If it's purely an engineering challenge why bother designing yet another DAC?

The denial of quality in audio. There's no such thing as a cleaner window, only different tints of window. Got it 😀


Not denying quality. Just saying that 'better' in ears only listening has zero meaning. Couple of times I've mentioned how it would be nice if we tried to investigate an approach with a common vocabulary such as the soundwheel and everyone goes very quiet. It's almost as if the golden ears don't want there to be common ground.


As said I have no issues with people's preferences. I just don't like someone saying something is better when that person does not share a single piece of equipment with me, has a different room and listens to different music at a different volume. and has different sensitivities.
 
Mindset has a lot to do with it.......if you go into a listening session predetermined that nothing you can do could possibly sound better then it never will. And the opposite is also true, if you go in expecting better then there’s a good chance you’ll fool yourself into it.

I find shutting your mind down allows perception on levels beyond the daily grind.

How far I can be carried into this state of separation from reality by the music is how I judge, so far I’ve found this several times by way of phase manipulation.....the window of focus is small but repeatable. It’s as though you become one with the music, and I’ve been screwing around with this long enough to know it’s not just random.

I know this sounds idiotic, but it’s true. (Also drug free for those wondering!)

I suppose a baseline of measurements would need to be documented (of equipment and sound @ lp) then rinse wash repeat with every change taking notes along the way, but my capabilities and measuring equipment are limited to say the least.

I get my Certificate of Occupancy this week for the house I’ve been building for over 3 yrs now and will finally start on my new stereo setup, the challenge will be to see if I can repeat this with the new system. I’ll have the other setup side by side as a reference (My biggest concern is I’ll go through all this only to prefer my old Frankenstein-system!)

Flame me all you want but from what I can tell there are people in this world more sensitive to sound than others.....just as some have better vision, better olfactory, better sense of touch etc....
Better is indeed a necessary word to describe the upper limits.
 
OK Bob, let's put it this way. How much do you care about stage width, height and depth when listening to your preferred music? All of these are illusory but the system and room can have a huge effect on how well the illusion works. As does the type of music.


Practical example. I auditioned the ATC SCM20 speakers in 1990. They did many things amazingly right given their studio heritage, but for some reason for ME in that room in the hifi shop the soundstage was around 8ft high in the centre and then curved down to instersect the speakers on the left and right extremes. For me this was not the illusion I wanted so would not have been able to live with them in that setup. Oh and they were too expensive for me! For others the detail, resolution and sheer max spl they could put out would put them high in 'betterness' but for my preferences they failed at the first hurdle.



In another room who knows. But I stand by the assertion that 'Better' means nothing in this context.
 
Not denying quality. Just saying that 'better' in ears only listening has zero meaning.

But your assertion is not true. 😉
Better is just a subjective descriptor which implicitely says "there was a difference", which this listener prefers.
If one refuses already to accept the existence of and audible difference, then no refined description of the difference(s) will change the situation.

Couple of times I've mentioned how it would be nice if we tried to investigate an approach with a common vocabulary such as the soundwheel and everyone goes very quiet. It's almost as if the golden ears don't want there to be common ground.

"Everyone goes very quite" ?
I'm quite confident having posted (very quite) the opposite when promoting for example the EBU approach.

→ Parts of the exercise
1 - Translate this sentence from the audio-quality thread into German: "Better is indeed a necessary word to describe the upper limits."
2 - Write the next part of the audio-quality thread, picking up after its final sentence.

→ Dataset excerpt

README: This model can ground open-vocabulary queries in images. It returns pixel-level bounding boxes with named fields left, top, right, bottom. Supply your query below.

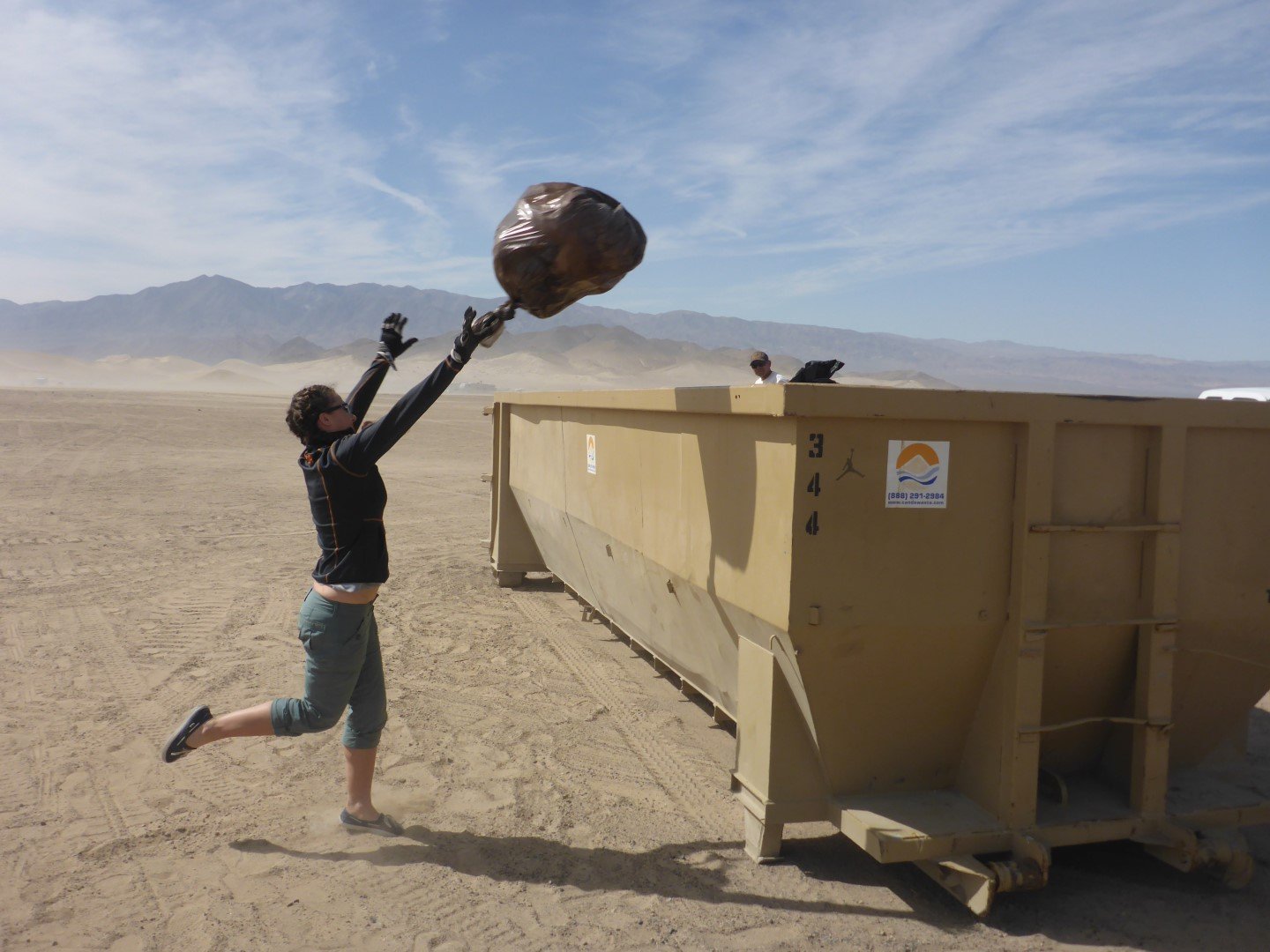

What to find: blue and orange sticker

→ Task-by-task results
1 - „Besser“ ist in der Tat ein notwendiges Wort, um die oberen Grenzen zu beschreiben.

2 -
But altough imE and known from various studies, listeners are able to agree quite fast on a certain set of descriptos when listening together to a reproduction system. Afair Markw4 is constantly offering meetings at his home to make happen but the "not-so-golden-ears" (scnr) were very quiet about it.

The mentioned EBU sound examples offered for each parameter a track for "right" one for "too little" and one for "too much" which allows synchronization of vocabulary even in the case of potential disagreement about the "right" .

Trying to mimic this approach with equipment is unfortunately much more complicated, but if the synchronization with music samples was done before,there might be nevertheless a better mutual understanding, but I haven't heard from people across the forum doing it.


As said I have no issues with people's preferences. I just don't like someone saying something is better when that person does not share a single piece of equipment with me, has a different room and listens to different music at a different volume. and has different sensitivities.

As said above (and I'm sure stated before) why don't you want accept it just as an indicator for perceived audible differnce?
 
...Couple of times I've mentioned how it would be nice if we tried to investigate an approach with a common vocabulary such as the soundwheel and everyone goes very quiet...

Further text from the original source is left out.